>> START Provided text

The Select Committee's work was crowdeed by events in 1971 and 1972. Sharp Senate and House debates over the emergency school aid program, and numerous attempts to resolve busing issues in the course of handling major education legislation, put many members of the Select Committee in the role of shapers as well as students of policy on equal educational opportunity.

Indeed, many features of the proposals before the subcommittee received their initial formulation during that turbulent period.

In minority views on the Select Committee's Report, I was joined by the senior Senator from Colorado, Mr. Dominick, and the senior Senator from Kentucky, Mr. Cook. Several points which we expressed at the end of 1972, after 2 years of labor on this vexing subject, seem especially pertinent as the subcommittee searches for criteria to guide the district courts in shaping desegregation remedies:

Experience since the 1954 Brown decision has taught us that desegregated schools are not by themselves a sufficient precondition for quality education.

It is becoming increasingly clear that the integration of low-achieving black or other minority children with low-achieving whites does not necessarily result in quality education.

It is generally accepted that incentives to truly integrated education of high quality must be provided by the Federal Government, and that standards for truly integrated schools must be applied impartially in all regions of the country. The emergency school aid program (title VII of Public Law 92-318) helps to serve these purposes and can provide valuable guidance to the Nation in resolving the complex and divisive issues which obstruct bringing us together.

Congress will have to weigh the major education decisions handed down by the Supreme Court in 1973 in shaping a strategy and legislation for stable quality integrated education. Should the need remain, in light of these decisions, we favor acceptable legislation seeking the kinds of purposes advanced during 1972 in the administration's proposed Equal Educational Opportunities Act.

>> END Provided text

● **Direction 1**
Do these statements agree with the statement on school desegregation? Answer yes or no for each, and quote the words from the text that decide it.
(a) The senior Senator from Colorado joined in the minority views.
(b) Desegregated schools alone are enough to ensure quality education.
(c) The emergency school aid program is title VII of Public Law 92-318.
The records that come next are separate material and have nothing to do with the text above.

>> START Recorded information

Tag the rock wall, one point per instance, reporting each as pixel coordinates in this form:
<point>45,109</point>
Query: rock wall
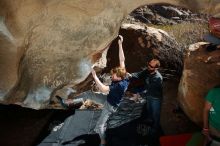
<point>201,72</point>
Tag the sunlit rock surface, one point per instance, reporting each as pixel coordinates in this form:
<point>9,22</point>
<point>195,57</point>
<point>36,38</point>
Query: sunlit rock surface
<point>201,72</point>
<point>46,44</point>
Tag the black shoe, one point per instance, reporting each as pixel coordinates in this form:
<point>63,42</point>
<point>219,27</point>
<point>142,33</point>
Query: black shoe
<point>63,104</point>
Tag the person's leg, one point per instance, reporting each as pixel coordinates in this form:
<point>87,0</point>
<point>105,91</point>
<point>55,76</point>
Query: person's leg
<point>101,124</point>
<point>154,108</point>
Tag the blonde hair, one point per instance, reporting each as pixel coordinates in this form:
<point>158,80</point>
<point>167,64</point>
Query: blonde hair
<point>119,71</point>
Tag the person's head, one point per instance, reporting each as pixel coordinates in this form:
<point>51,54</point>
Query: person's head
<point>118,73</point>
<point>153,65</point>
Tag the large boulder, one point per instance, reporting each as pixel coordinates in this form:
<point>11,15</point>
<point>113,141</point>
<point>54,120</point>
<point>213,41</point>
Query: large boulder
<point>51,44</point>
<point>201,72</point>
<point>141,43</point>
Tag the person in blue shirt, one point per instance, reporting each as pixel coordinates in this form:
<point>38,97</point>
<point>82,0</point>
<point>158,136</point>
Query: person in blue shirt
<point>115,92</point>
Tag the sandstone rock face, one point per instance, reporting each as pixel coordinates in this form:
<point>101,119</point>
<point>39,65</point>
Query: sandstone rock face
<point>141,43</point>
<point>201,72</point>
<point>46,44</point>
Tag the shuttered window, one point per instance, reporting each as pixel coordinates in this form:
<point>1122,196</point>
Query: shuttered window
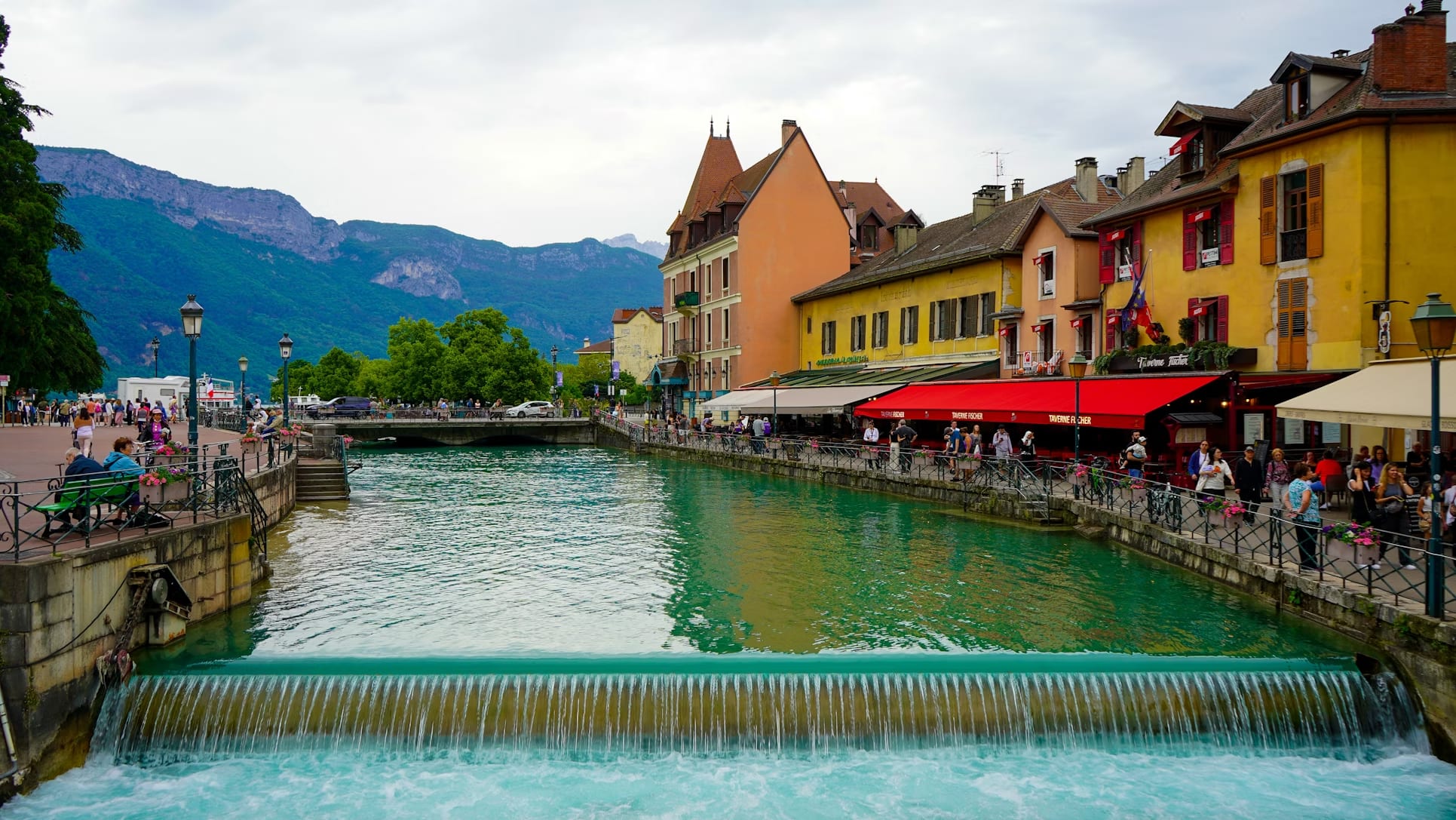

>> END Recorded information

● **Direction 2**
Render the records as a numbered list, skipping blank lines. Cover everything from the line containing "Tag the person's leg, one" down to the line containing "<point>115,92</point>", and include both of those lines.

● **Full response 1**
(a) Yes: "I was joined by the senior Senator from Colorado, Mr. Dominick"
(b) No: "desegregated schools are not by themselves a sufficient precondition for quality education"
(c) Yes: "The emergency school aid program (title VII of Public Law 92-318)"

● **Full response 2**
1. Tag the person's leg, one point per instance, reporting each as pixel coordinates in this form:
2. <point>87,0</point>
3. <point>105,91</point>
4. <point>55,76</point>
5. Query: person's leg
6. <point>101,124</point>
7. <point>154,108</point>
8. Tag the blonde hair, one point per instance, reporting each as pixel coordinates in this form:
9. <point>158,80</point>
10. <point>167,64</point>
11. Query: blonde hair
12. <point>119,71</point>
13. Tag the person's head, one point per instance, reporting each as pixel coordinates in this form:
14. <point>51,54</point>
15. Query: person's head
16. <point>118,73</point>
17. <point>153,65</point>
18. Tag the large boulder, one point per instance, reporting each as pixel coordinates in this form:
19. <point>11,15</point>
20. <point>113,141</point>
21. <point>54,120</point>
22. <point>213,41</point>
23. Query: large boulder
24. <point>51,44</point>
25. <point>201,72</point>
26. <point>141,43</point>
27. Tag the person in blue shirt, one point per instance, reporting each as pixel coordinates in this form:
28. <point>38,97</point>
29. <point>82,0</point>
30. <point>158,136</point>
31. Query: person in blue shirt
32. <point>115,92</point>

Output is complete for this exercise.